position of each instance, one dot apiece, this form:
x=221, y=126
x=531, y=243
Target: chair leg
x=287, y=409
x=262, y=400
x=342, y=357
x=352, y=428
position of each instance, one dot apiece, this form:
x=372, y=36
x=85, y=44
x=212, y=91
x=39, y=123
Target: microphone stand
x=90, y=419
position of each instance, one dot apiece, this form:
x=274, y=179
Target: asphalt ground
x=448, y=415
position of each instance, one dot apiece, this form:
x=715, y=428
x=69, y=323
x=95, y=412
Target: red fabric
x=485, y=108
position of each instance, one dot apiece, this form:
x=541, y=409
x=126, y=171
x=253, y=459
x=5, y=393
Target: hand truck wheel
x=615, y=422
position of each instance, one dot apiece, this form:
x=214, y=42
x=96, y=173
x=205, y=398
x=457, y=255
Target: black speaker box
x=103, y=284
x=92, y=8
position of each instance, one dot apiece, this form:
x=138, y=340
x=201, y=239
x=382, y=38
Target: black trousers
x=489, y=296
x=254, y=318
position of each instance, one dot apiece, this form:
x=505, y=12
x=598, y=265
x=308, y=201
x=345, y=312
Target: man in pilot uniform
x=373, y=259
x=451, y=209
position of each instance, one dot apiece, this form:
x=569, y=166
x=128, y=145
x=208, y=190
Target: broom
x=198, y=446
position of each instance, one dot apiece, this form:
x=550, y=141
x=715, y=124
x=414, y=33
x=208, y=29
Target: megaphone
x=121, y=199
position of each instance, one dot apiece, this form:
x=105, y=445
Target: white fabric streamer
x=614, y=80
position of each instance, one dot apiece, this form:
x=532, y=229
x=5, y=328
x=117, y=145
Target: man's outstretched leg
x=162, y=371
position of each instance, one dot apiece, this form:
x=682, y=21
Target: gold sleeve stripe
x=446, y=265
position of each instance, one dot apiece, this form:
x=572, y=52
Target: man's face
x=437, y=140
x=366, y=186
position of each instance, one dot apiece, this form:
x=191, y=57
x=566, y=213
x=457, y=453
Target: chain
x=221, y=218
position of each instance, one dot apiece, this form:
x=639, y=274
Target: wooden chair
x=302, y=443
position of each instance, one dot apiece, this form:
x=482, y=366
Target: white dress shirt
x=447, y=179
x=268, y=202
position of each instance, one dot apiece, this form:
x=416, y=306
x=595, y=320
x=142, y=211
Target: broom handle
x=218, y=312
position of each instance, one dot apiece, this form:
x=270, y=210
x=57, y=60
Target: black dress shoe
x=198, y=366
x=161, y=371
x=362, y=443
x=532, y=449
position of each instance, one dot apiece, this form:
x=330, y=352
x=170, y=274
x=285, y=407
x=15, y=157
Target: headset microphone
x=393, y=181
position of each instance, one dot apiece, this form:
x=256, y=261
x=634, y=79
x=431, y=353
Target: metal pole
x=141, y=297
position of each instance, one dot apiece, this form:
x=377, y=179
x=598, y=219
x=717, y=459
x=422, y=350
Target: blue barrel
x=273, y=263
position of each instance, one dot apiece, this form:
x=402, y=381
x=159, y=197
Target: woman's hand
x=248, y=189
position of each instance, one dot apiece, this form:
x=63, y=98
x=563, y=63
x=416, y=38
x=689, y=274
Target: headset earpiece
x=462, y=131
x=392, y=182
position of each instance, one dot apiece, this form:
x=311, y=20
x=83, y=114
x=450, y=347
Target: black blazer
◇ ◇ ◇ ◇ ◇ ◇ ◇
= Your instructions =
Extract every line above and reproduce each one verbatim, in its original order.

= Reply =
position of each instance, one dot apiece, this form:
x=221, y=126
x=531, y=243
Target: chair leg
x=287, y=409
x=262, y=400
x=342, y=357
x=352, y=428
position of each instance, one dot apiece, this form:
x=372, y=36
x=85, y=44
x=212, y=91
x=39, y=123
Target: microphone stand
x=90, y=419
position of each instance, one dot apiece, this form:
x=274, y=179
Target: asphalt ground
x=448, y=415
position of each instance, one dot apiece, this form:
x=715, y=428
x=69, y=323
x=95, y=412
Target: red fabric
x=485, y=108
position of each instance, one dot apiece, this form:
x=541, y=409
x=126, y=171
x=253, y=459
x=5, y=393
Target: hand truck wheel
x=615, y=422
position of each instance, one dot apiece, this form:
x=214, y=42
x=96, y=173
x=205, y=398
x=457, y=255
Target: black speaker box
x=103, y=284
x=92, y=8
position of each instance, one dot apiece, this form:
x=138, y=340
x=201, y=239
x=382, y=38
Target: black trousers
x=489, y=296
x=254, y=318
position of each instance, one dot apiece, this form:
x=505, y=12
x=598, y=265
x=308, y=201
x=345, y=312
Target: man in pilot uniform
x=373, y=259
x=451, y=209
position of each instance, one dot apiece, this form:
x=569, y=166
x=128, y=145
x=208, y=190
Target: broom
x=198, y=446
position of each instance, one dot apiece, this form:
x=550, y=141
x=715, y=124
x=414, y=33
x=208, y=29
Target: megaphone
x=121, y=199
position of each instance, one dot apiece, this form:
x=105, y=445
Target: white fabric streamer
x=614, y=80
position of each instance, one dot apiece, this form:
x=532, y=229
x=5, y=328
x=117, y=145
Target: man's outstretched leg
x=162, y=371
position of each instance, one dot apiece, this form:
x=682, y=21
Target: gold sleeve stripe
x=446, y=265
position of each instance, one dot apiece, this form:
x=572, y=52
Target: man's face
x=437, y=140
x=366, y=186
position of each instance, one dot apiece, this form:
x=191, y=57
x=566, y=213
x=457, y=453
Target: chain
x=221, y=218
position of each instance, one dot apiece, this form:
x=639, y=274
Target: wooden chair
x=302, y=443
position of each instance, one dot apiece, this form:
x=482, y=366
Target: white dress shirt
x=447, y=179
x=268, y=202
position of each instance, one dot apiece, this form:
x=416, y=306
x=595, y=320
x=142, y=211
Target: broom handle
x=218, y=312
position of each instance, one dot apiece, this form:
x=270, y=210
x=57, y=60
Target: black dress shoe
x=198, y=366
x=161, y=371
x=362, y=443
x=532, y=449
position of each instance, one dot apiece, this form:
x=330, y=352
x=170, y=274
x=285, y=407
x=15, y=157
Target: headset microphone
x=393, y=181
position of each instance, one dot apiece, this form:
x=256, y=261
x=634, y=79
x=431, y=353
Target: metal pole
x=141, y=297
position of each instance, one dot apiece, this form:
x=377, y=179
x=598, y=219
x=717, y=459
x=422, y=350
Target: blue barrel
x=273, y=263
position of each instance, one dot apiece, this form:
x=402, y=381
x=159, y=197
Target: woman's hand
x=248, y=189
position of each instance, one dot apiece, this form:
x=63, y=98
x=563, y=63
x=416, y=38
x=689, y=274
Target: headset earpiece
x=462, y=131
x=392, y=182
position of each instance, one dot apiece, this form:
x=311, y=20
x=83, y=114
x=450, y=347
Target: black blazer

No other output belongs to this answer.